**WORK INSTRUCTIONS:** Transcribe every record that appears below, exactly and in full.

**RECORDS SHOWN:**
□ □ □ □
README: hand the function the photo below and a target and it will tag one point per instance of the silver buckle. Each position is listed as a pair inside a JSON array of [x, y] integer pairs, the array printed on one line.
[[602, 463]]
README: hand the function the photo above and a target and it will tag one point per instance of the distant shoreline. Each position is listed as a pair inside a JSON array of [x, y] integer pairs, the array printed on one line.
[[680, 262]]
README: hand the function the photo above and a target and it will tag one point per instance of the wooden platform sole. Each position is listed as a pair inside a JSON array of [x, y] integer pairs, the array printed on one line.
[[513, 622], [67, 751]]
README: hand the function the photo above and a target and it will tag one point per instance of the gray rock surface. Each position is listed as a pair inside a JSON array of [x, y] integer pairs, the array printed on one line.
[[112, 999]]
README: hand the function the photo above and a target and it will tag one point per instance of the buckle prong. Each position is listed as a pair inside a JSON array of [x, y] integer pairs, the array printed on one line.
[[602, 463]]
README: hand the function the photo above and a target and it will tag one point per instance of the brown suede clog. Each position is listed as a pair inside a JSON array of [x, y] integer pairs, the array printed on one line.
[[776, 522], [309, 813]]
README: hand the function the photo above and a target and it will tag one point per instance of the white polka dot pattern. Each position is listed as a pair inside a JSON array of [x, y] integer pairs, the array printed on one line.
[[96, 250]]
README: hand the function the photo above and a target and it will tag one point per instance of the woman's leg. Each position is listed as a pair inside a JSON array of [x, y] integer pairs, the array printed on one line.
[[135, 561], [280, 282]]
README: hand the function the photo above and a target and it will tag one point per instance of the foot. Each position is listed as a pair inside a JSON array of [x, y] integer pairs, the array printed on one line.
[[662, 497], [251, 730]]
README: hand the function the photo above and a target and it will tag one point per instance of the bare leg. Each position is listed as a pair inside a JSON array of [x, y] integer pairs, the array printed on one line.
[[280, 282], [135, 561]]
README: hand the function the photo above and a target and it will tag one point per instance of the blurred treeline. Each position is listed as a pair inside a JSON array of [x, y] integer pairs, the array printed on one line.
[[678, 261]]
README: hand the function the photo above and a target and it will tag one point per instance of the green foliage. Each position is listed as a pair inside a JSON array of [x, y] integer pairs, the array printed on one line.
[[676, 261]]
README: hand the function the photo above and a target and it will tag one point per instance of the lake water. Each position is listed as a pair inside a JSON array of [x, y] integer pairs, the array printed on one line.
□ □ □ □
**RESPONSE BOX:**
README: hand the function the photo below and a target and it will tag one point per instance of the silver buckle. Each position is listed as a pair inside a JSON array of [x, y] integer pairs, the array printed on one line.
[[602, 463]]
README: hand the function the photo above and a target and it will tag one point per instance of the distant shoreline. Each position is listed as a pair inside a JSON array of [x, y] integer pairs, the array printed on one line.
[[680, 262]]
README: hand the function the photo above and a target and it will tag one point per instance of the wooden platform sole. Each position is listed as a pair inside a JSON array of [x, y] integer pairs, the array printed on one line.
[[513, 622], [67, 751]]
README: hand the function the photo above and a target and it will tag one point per instance of the gray rock surface. Each position is listed as a pair inside a JSON array of [x, y] integer pairs, the array printed on one line.
[[112, 999]]
README: hand the function the photo above and a target and it will tag one point per instance of the buckle prong. Each position is listed as a pair inside a JSON array of [x, y] integer pairs, the array printed on one line.
[[602, 463]]
README: hand the function the photo above and a target and it will tag one point per instance of the brown suede clog. Each position is listed as a pair inside a JSON array of [x, y] integer pairs, the array printed on one line.
[[776, 522], [309, 813]]
README: hand the function the photo above and a target and it will tag one point per instance of the white polka dot pattern. Each position is listed as a pair inside a JSON array of [x, y] integer pairs, the array printed on one line.
[[96, 250]]
README: hand the function the photo above and a target and it will tag one point per instance of the woman's leg. Each position is listed as a pair inside a JSON array of [x, y] integer pairs, the array printed on one line.
[[135, 561], [280, 282]]
README: hand the function the photo above and a target and it will tag one point per instance of the foot. Each position is listed as a pair inside a JSON array of [x, y] integer pairs, the array printed on one line.
[[662, 497], [251, 730]]
README: hand the function the photo above and a target and it will tag one point per instance of the bare leg. Each position is listed as a pair inside a JSON array of [x, y] integer pairs, the array printed on one line.
[[280, 282], [135, 561]]
README: hand the function the photo above and a target and it will tag one point per instance of the blurred treeline. Each position is listed as a pair inside a JSON array of [x, y] integer pairs, the array printed on one line.
[[678, 261]]
README: hand the function the photo above and a target and it will tag one point per instance of the green foliage. Each position is listed as a pair inside a JSON array of [x, y] integer pairs, the array printed on one line.
[[676, 261]]
README: hand the function the photo above and a target and it will tag one point per instance of the lake water. Each position is listed as a pair inside a JSON array of [x, y] integer pairs, the array printed on one line.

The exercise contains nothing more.